== Segment start ==
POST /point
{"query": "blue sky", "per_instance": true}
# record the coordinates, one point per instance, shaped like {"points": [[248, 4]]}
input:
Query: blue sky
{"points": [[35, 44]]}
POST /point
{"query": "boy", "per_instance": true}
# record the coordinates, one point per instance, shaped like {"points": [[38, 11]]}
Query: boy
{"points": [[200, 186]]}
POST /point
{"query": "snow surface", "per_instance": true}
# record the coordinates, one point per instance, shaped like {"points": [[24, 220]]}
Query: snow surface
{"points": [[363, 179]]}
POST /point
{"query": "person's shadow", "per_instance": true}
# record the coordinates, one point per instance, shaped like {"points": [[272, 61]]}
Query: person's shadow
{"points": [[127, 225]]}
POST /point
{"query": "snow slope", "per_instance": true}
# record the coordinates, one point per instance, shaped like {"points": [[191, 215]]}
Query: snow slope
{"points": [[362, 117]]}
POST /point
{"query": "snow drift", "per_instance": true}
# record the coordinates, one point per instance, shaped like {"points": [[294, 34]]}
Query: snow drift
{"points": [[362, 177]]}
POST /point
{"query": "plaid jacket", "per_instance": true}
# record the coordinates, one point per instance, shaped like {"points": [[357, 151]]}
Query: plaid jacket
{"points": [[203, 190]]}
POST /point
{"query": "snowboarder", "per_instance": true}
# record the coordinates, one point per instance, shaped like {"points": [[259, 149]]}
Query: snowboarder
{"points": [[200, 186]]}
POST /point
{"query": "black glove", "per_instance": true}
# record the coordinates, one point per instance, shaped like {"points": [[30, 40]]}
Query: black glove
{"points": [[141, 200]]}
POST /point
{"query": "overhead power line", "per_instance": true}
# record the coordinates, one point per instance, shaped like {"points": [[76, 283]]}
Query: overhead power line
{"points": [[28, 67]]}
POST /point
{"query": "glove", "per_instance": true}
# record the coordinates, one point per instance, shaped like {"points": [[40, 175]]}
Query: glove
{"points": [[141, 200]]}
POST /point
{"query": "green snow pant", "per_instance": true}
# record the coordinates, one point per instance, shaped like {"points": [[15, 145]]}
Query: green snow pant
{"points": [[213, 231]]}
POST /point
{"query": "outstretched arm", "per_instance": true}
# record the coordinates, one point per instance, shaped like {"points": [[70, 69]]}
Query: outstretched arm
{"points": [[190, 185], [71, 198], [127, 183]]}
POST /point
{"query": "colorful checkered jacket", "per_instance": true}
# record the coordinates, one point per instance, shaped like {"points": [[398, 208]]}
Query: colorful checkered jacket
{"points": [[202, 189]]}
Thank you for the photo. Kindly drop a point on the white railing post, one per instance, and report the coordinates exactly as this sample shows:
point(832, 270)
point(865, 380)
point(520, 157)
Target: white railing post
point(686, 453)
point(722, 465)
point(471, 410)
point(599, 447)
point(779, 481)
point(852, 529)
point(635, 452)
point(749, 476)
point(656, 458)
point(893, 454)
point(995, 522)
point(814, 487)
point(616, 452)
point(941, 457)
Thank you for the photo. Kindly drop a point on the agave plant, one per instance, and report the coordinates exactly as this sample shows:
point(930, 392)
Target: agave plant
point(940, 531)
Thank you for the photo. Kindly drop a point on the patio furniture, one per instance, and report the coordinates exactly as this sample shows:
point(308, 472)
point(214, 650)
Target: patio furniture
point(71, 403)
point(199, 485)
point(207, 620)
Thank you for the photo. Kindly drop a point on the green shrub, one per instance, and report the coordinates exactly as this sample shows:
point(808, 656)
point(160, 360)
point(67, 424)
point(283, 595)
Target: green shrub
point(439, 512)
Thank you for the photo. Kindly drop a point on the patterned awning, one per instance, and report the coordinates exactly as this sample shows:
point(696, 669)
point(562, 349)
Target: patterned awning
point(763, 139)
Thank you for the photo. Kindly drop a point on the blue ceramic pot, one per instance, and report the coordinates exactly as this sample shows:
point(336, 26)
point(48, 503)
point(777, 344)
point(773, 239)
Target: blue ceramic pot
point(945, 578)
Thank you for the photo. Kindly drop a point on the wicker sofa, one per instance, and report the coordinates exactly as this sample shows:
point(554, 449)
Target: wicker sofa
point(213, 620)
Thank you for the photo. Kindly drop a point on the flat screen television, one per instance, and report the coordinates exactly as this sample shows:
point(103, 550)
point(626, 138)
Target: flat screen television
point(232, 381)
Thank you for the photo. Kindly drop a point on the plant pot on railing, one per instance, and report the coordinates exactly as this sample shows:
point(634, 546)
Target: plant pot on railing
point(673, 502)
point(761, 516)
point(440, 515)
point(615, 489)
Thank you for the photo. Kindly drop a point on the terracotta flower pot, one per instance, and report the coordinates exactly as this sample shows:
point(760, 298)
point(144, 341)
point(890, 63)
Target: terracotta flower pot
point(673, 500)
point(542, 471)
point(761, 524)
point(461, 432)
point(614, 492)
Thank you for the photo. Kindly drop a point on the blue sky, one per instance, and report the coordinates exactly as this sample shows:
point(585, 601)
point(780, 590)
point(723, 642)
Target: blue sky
== Segment end ==
Give back each line above exactly as written.

→ **ANSWER TO THE EXERCISE**
POST /point
{"query": "blue sky", "per_instance": true}
# record the coordinates, one point per instance, shaped like {"points": [[248, 4]]}
input:
Query: blue sky
{"points": [[35, 44]]}
POST /point
{"query": "boy", "per_instance": true}
# record the coordinates, one point per instance, shaped like {"points": [[38, 11]]}
Query: boy
{"points": [[200, 186]]}
POST /point
{"query": "snow surface", "per_instance": true}
# record the coordinates, one point per instance, shaped like {"points": [[24, 220]]}
Query: snow surface
{"points": [[363, 179]]}
POST /point
{"query": "person's shadow", "per_instance": true}
# record the coordinates, one point per instance, shaped like {"points": [[272, 61]]}
Query: person's shadow
{"points": [[127, 225]]}
POST /point
{"query": "snow slope", "per_instance": true}
# record the coordinates, one point per instance, shaped like {"points": [[191, 215]]}
Query: snow slope
{"points": [[362, 117]]}
POST /point
{"query": "snow drift", "per_instance": true}
# record the coordinates, one point per instance, shaped like {"points": [[294, 34]]}
Query: snow drift
{"points": [[362, 177]]}
POST /point
{"query": "plaid jacket", "per_instance": true}
# record the coordinates, one point per instance, shaped like {"points": [[357, 151]]}
Query: plaid jacket
{"points": [[203, 190]]}
POST /point
{"query": "snowboarder", "per_instance": true}
# record the coordinates, one point per instance, shaped like {"points": [[259, 149]]}
Query: snowboarder
{"points": [[200, 186]]}
POST /point
{"query": "black glove", "per_instance": true}
# record the coordinates, one point per instance, shaped like {"points": [[30, 40]]}
Query: black glove
{"points": [[141, 200]]}
POST /point
{"query": "overhead power line", "per_instance": true}
# record the coordinates, one point per instance, shaped like {"points": [[76, 283]]}
Query: overhead power line
{"points": [[28, 67]]}
POST /point
{"query": "glove", "per_instance": true}
# record the coordinates, one point per instance, shaped like {"points": [[40, 175]]}
Query: glove
{"points": [[141, 200]]}
POST /point
{"query": "green snow pant", "per_instance": true}
# record the coordinates, one point per instance, shaped like {"points": [[15, 145]]}
Query: green snow pant
{"points": [[213, 231]]}
POST /point
{"query": "outstretched arm", "per_instance": true}
# record the coordinates, one point per instance, shaped like {"points": [[70, 69]]}
Query: outstretched arm
{"points": [[190, 185], [71, 198], [127, 183]]}
POST /point
{"query": "colorful checkered jacket", "per_instance": true}
# record the coordinates, one point per instance, shaped like {"points": [[398, 208]]}
Query: colorful checkered jacket
{"points": [[202, 189]]}
Thank you for the photo. Kindly drop a point on the white railing post, one per instance, and report the coordinates exactly as this sample shows:
point(832, 270)
point(865, 380)
point(520, 157)
Target: white railing post
point(686, 453)
point(722, 465)
point(471, 410)
point(599, 447)
point(779, 481)
point(852, 529)
point(635, 452)
point(749, 476)
point(656, 458)
point(893, 454)
point(995, 522)
point(814, 487)
point(616, 452)
point(941, 457)
Thank you for the photo. Kindly drop a point on the agave plant, one per instance, and report the coordinates exactly as this sample shows:
point(930, 392)
Target: agave plant
point(940, 531)
Thank you for the photo. Kindly drop a point on the patio furniture, one per instance, and report the coordinates exactly as this sample shows:
point(308, 472)
point(214, 650)
Target: patio furniture
point(71, 403)
point(199, 485)
point(207, 620)
Thank you for the photo. Kindly drop a point on the green shrub, one per instance, and report the coordinates exactly as this sample shows:
point(808, 656)
point(160, 360)
point(67, 424)
point(283, 595)
Target: green shrub
point(439, 512)
Thank you for the photo. Kindly drop a point on the patterned awning, one per instance, and report the coordinates exactly as this sample shows:
point(696, 669)
point(562, 349)
Target: patterned awning
point(763, 139)
Thank you for the photo. Kindly drop a point on the blue ceramic pot, one per instance, and report the coordinates exactly as this sample shows:
point(336, 26)
point(48, 503)
point(777, 344)
point(773, 239)
Target: blue ceramic pot
point(945, 578)
Thank you for the photo. Kindly drop a point on the wicker sofa, one per instance, and report the coordinates exactly as this sample shows:
point(554, 449)
Target: wicker sofa
point(213, 620)
Thank you for the photo. Kindly drop a point on the flat screen television, one per instance, and report the coordinates exactly as this sample shows:
point(103, 550)
point(626, 138)
Target: flat screen television
point(232, 381)
Thank you for the photo. Kindly drop a point on the plant pot on railing, one per instance, and report the coordinates exactly as this sample shows:
point(634, 546)
Target: plant pot on railing
point(673, 502)
point(761, 516)
point(440, 515)
point(615, 489)
Thank you for the photo. Kindly drop a point on the terracotta flower pot, one per instance, and report the coordinates exactly as this sample shows:
point(760, 298)
point(144, 341)
point(890, 63)
Target: terracotta flower pot
point(673, 500)
point(542, 471)
point(761, 524)
point(461, 432)
point(614, 492)
Thank you for the photo. Kindly drop a point on the blue sky, one per instance, and report the coordinates exactly as this sample shows:
point(585, 601)
point(780, 590)
point(723, 642)
Target: blue sky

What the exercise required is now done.